The task → Report every line of the data below that contains the string "orange", and reproduce each such line in full. A line counts only if its letters match that string in case.

Excerpts from the point annotation data
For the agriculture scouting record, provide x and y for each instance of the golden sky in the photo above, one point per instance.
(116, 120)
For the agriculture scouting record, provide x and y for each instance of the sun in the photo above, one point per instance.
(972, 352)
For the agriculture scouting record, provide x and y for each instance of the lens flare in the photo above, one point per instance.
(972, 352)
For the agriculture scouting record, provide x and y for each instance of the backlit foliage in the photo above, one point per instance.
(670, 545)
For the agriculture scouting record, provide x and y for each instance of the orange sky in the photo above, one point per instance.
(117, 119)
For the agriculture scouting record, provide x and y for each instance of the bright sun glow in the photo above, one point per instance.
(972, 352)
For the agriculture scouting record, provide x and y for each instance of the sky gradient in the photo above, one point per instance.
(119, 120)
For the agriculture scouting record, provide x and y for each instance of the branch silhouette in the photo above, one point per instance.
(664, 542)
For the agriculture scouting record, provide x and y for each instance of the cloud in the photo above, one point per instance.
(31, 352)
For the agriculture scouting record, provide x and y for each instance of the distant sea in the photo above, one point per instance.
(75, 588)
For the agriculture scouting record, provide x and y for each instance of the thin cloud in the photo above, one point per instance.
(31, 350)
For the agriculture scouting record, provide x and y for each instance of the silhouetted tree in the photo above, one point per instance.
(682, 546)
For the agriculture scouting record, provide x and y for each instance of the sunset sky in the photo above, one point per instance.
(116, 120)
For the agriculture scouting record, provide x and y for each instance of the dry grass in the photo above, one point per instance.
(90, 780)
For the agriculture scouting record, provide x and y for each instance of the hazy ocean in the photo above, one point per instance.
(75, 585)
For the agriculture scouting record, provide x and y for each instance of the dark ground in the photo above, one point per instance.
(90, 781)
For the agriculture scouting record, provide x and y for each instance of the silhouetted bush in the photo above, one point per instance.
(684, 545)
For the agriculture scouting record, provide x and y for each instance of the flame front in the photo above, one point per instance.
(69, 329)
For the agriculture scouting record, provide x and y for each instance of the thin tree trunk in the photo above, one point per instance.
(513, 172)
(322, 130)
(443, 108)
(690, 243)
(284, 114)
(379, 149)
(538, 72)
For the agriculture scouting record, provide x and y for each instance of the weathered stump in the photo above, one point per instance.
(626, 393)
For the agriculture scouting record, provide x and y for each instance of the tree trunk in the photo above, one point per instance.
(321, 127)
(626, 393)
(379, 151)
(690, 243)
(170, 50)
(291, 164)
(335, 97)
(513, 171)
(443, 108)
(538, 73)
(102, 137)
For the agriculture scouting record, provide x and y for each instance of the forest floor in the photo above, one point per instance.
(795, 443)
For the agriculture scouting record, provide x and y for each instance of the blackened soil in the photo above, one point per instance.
...
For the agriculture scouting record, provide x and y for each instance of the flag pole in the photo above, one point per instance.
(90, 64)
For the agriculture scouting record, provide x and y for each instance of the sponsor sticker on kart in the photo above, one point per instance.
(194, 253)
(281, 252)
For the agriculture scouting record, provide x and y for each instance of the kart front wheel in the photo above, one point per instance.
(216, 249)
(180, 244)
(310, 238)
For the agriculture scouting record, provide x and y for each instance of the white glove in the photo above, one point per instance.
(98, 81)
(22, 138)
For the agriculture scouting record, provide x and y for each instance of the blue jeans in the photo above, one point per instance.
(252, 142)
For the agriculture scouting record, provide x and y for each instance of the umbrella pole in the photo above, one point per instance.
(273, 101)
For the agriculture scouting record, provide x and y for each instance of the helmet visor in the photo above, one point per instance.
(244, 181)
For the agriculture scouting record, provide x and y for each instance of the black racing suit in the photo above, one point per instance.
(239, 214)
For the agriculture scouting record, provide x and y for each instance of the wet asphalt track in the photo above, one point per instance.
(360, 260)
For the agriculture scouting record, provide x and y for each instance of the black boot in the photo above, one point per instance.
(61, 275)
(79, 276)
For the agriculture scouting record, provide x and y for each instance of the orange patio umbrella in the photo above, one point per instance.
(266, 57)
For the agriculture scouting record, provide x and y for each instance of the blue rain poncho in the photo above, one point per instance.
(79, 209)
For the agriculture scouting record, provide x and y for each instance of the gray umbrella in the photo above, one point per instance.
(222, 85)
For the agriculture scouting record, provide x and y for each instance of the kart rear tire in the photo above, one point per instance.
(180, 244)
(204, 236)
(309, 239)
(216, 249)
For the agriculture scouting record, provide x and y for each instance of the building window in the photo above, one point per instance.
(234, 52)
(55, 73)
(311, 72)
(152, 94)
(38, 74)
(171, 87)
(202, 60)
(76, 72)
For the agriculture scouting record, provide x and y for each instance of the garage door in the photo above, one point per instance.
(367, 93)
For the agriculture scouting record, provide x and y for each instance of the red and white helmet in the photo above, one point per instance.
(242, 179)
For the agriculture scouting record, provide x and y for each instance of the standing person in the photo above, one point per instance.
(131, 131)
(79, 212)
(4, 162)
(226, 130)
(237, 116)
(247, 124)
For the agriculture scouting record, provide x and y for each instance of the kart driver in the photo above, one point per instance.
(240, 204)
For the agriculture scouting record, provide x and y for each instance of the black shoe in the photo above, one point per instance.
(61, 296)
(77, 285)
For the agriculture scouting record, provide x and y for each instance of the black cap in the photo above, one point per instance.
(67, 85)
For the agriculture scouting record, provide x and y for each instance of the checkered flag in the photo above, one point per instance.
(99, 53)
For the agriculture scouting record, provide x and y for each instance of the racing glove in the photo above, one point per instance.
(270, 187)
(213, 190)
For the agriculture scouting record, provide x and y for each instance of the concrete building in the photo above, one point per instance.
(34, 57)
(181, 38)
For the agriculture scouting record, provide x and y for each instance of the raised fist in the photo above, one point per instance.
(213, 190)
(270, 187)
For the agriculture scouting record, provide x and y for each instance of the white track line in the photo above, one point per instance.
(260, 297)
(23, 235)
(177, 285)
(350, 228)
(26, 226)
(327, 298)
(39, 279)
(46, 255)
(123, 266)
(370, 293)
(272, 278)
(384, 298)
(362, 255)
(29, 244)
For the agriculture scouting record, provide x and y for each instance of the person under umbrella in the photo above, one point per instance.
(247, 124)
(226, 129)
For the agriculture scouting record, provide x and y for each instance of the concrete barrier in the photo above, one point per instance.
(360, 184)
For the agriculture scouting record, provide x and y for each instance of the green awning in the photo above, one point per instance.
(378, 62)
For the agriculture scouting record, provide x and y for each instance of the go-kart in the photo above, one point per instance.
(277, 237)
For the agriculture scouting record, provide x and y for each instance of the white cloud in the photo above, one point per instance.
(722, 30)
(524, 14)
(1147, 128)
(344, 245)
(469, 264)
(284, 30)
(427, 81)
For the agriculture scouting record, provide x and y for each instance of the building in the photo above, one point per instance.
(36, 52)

Written reply →
For the agriculture scouting record, provide x and y for each instance of the orange sky in the photo above, one point per instance.
For the agriculture scouting record, provide x and y for each instance of the orange patio umbrella in the photo above, one point per instance.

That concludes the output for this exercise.